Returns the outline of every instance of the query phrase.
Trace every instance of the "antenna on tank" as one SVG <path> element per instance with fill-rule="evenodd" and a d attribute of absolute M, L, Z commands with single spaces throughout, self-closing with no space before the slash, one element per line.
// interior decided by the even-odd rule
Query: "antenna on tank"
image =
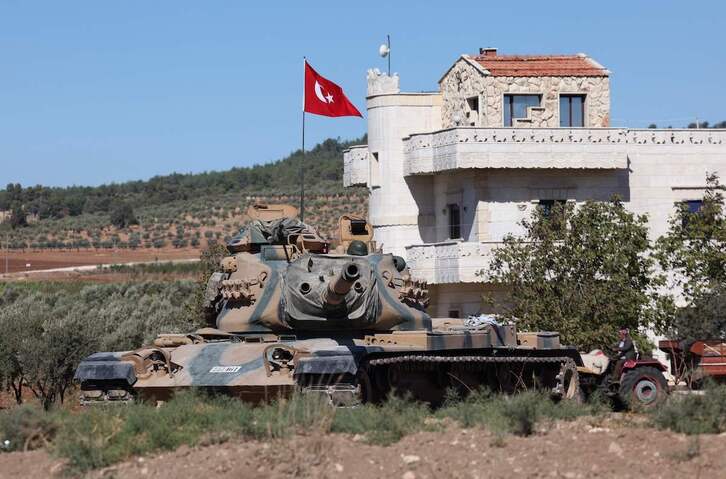
<path fill-rule="evenodd" d="M 388 58 L 388 76 L 391 76 L 391 35 L 386 35 L 386 43 L 378 47 L 378 54 Z"/>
************
_Direction_:
Reproduce all of the data above line for line without changing a character, and leave the picture out of your copy.

_Correct output_:
Returns the outline of every instance of the query phrase.
Trace every instance of the "antenna on tank" as one SVG <path> element per instance with fill-rule="evenodd" and a d attribute of absolute M, L, Z commands with single spaces throughout, self-closing with no space before the slash, one element per line.
// interior decided by the even-odd rule
Query: "antenna on tank"
image =
<path fill-rule="evenodd" d="M 388 58 L 388 76 L 391 76 L 391 35 L 386 35 L 386 43 L 378 47 L 378 54 Z"/>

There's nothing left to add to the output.